Please give all the rows below again with "matching region" swapped for "corresponding region" and nothing else altered, leaving the pictures out.
= = = = = = =
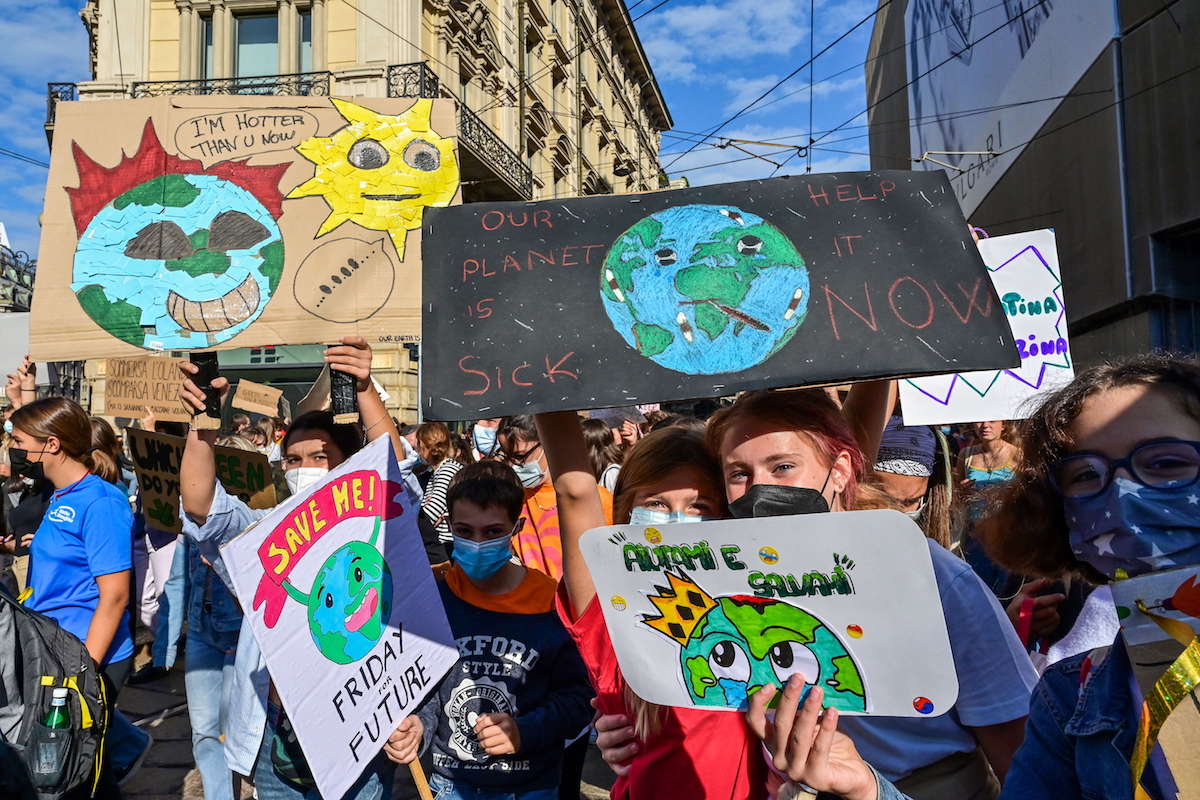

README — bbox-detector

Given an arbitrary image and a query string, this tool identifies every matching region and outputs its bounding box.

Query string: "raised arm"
[179,361,229,525]
[325,336,407,461]
[841,380,898,469]
[534,411,607,615]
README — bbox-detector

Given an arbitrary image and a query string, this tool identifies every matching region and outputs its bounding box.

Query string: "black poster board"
[421,172,1019,420]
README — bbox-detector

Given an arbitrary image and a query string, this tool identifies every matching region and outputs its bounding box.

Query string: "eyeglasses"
[500,441,541,467]
[1050,440,1200,499]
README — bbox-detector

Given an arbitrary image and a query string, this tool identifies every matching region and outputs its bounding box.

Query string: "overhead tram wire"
[662,86,1112,155]
[812,0,1046,144]
[662,0,892,172]
[0,148,50,169]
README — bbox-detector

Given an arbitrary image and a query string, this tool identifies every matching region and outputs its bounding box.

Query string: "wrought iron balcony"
[458,106,533,200]
[388,61,533,200]
[133,72,332,97]
[46,83,79,125]
[388,61,440,98]
[0,245,37,311]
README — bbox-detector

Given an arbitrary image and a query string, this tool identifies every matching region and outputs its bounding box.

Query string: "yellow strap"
= = = = = = =
Result of the task =
README — bbox-detector

Given an arbitrary image and a query string, this tool identifies every corresponding region and outputs its bounding box.

Query string: "raised arm"
[179,361,229,525]
[325,336,407,461]
[841,380,898,469]
[534,411,607,615]
README — bbox-detector

Given an arbitrary image and a query string, this tool identifies every corresponding region and outputs its bounding box.

Query string: "black poster board"
[421,172,1019,420]
README — bbox-detector

Given an arbitrary image and a query string, this tool identifies every corresponding region and outputs its bounding box.

Query string: "eyeglasses"
[500,441,541,467]
[1050,440,1200,499]
README — bbox-detector

Given an arbitrary image and a query string, this tool identifies every corresponding region and outputs its bounding box.

Query string: "overhead tram wire"
[662,86,1112,155]
[812,0,1046,144]
[662,0,892,172]
[0,148,50,169]
README — bbox-detector

Given an arbitrary image and a query string, this tool identifies every corresponding region and outputs its bounding box.

Query string: "wrought iron balcony"
[458,106,533,200]
[388,61,533,200]
[133,72,332,97]
[46,83,79,125]
[388,61,440,98]
[0,245,37,311]
README — bbox-detector

Given an arbitrary image and a query string, this tool identifies every corresponding region and outputs its bounding box.

Query string: "yellow strap"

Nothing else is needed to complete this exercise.